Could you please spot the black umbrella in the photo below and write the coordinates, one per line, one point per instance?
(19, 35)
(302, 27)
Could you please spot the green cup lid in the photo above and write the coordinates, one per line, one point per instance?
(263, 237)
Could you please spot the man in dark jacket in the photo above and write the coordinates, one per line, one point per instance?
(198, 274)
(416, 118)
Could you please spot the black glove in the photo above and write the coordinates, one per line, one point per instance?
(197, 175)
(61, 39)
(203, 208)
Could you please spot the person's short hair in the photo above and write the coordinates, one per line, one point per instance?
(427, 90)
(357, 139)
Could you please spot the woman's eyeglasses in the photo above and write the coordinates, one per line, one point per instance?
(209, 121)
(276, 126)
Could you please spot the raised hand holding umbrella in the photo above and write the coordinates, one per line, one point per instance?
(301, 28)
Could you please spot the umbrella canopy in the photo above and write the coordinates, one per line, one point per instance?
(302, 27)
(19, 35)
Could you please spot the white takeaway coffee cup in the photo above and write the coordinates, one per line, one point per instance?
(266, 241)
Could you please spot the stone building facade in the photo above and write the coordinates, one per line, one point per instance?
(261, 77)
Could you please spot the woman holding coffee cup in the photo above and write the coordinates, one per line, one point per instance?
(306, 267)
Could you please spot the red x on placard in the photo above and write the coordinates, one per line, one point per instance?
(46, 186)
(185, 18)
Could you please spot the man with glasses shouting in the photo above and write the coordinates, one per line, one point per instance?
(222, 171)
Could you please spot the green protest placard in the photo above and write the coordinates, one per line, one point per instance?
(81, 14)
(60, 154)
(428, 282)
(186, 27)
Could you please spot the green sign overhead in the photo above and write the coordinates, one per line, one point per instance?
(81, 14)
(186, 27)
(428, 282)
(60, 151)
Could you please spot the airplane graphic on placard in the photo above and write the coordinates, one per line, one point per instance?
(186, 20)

------------------------------------------------------------

_Stated goal_
Copy the listing above word for word, starting at the line that contains "Could you please spot the man with" and continuing through the final line of the listing, both included.

_Solution_
Could you please spot the man with glasses shouting in the photo above and write the coordinates, one per line, one point per instance?
(222, 171)
Could you please spot the green protest placard in the photo above and write the coordinates, one per line, one point per instance?
(81, 14)
(60, 154)
(428, 282)
(186, 27)
Could you please spot the green sign overhead in the photo above and write the coordinates, one per line, one point per instance?
(81, 14)
(186, 27)
(428, 282)
(60, 151)
Could you please spot the airplane graphic on placard in the photo above and write the coordinates, one per line, one point per instance?
(186, 20)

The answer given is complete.